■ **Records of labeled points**
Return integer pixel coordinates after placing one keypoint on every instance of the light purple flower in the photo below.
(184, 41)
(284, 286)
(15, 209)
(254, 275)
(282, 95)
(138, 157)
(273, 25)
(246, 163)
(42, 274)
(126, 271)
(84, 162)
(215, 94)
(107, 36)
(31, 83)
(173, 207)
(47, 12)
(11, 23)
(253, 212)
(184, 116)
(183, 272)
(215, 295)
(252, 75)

■ **GIVEN TASK**
Every line of the material must be returned exactly as it appears.

■ **CORRECT RESPONSE**
Return integer pixel coordinates after placing one keypoint on every instance of the light purple flower in the photo below.
(184, 41)
(284, 286)
(15, 209)
(254, 275)
(282, 95)
(138, 157)
(273, 25)
(246, 163)
(42, 274)
(126, 271)
(84, 162)
(215, 94)
(107, 36)
(31, 83)
(173, 207)
(47, 12)
(11, 23)
(253, 212)
(184, 116)
(183, 272)
(215, 295)
(252, 75)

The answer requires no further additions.